**DIRECTIONS FOR THIS TASK**
Please gather every line below that contains the string "necklace" and copy each one. Matching is case-sensitive.

(Items stored from a collection)

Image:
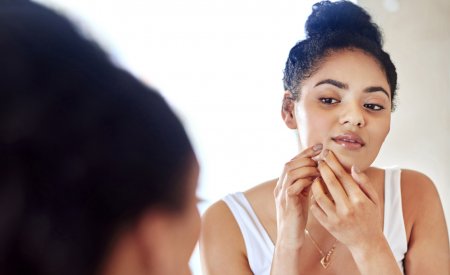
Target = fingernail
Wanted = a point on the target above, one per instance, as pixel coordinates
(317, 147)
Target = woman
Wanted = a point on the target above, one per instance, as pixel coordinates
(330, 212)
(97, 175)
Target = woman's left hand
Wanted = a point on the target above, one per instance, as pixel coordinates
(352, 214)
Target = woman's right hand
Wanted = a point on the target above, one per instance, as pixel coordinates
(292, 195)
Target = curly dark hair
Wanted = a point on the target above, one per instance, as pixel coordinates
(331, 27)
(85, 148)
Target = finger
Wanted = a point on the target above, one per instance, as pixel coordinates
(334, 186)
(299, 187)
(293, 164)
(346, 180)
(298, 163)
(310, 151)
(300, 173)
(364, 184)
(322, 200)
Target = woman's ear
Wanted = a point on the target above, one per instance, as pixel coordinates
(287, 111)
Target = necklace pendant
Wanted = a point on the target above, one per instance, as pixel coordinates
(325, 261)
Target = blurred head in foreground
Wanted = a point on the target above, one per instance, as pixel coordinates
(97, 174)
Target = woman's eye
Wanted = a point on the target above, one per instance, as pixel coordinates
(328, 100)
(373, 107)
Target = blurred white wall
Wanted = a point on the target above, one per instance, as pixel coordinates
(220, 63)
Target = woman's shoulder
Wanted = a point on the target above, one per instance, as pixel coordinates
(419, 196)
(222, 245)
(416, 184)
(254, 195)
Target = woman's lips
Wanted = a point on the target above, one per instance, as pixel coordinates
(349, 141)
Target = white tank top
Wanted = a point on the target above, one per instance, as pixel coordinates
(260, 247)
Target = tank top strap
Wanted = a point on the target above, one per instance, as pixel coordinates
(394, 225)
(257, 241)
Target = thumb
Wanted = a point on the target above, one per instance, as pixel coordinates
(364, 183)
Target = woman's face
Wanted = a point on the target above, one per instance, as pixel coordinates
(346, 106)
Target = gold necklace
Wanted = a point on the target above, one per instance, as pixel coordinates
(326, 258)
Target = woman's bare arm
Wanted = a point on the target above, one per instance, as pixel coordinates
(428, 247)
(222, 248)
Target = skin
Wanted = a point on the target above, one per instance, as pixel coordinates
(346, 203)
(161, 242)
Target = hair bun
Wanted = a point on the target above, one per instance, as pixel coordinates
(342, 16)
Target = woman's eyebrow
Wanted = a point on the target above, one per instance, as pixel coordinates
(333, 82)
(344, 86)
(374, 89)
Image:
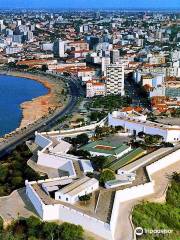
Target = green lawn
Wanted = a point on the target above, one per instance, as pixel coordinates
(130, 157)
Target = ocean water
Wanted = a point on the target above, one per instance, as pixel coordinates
...
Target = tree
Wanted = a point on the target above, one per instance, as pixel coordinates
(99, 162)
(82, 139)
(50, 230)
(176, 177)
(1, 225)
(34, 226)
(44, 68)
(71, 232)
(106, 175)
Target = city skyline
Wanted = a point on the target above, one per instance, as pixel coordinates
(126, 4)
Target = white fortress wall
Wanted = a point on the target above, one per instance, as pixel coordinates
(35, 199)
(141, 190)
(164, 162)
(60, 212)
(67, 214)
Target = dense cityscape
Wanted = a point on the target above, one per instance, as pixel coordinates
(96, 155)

**FULL RESPONSE**
Target = necklace pendant
Target = gold necklace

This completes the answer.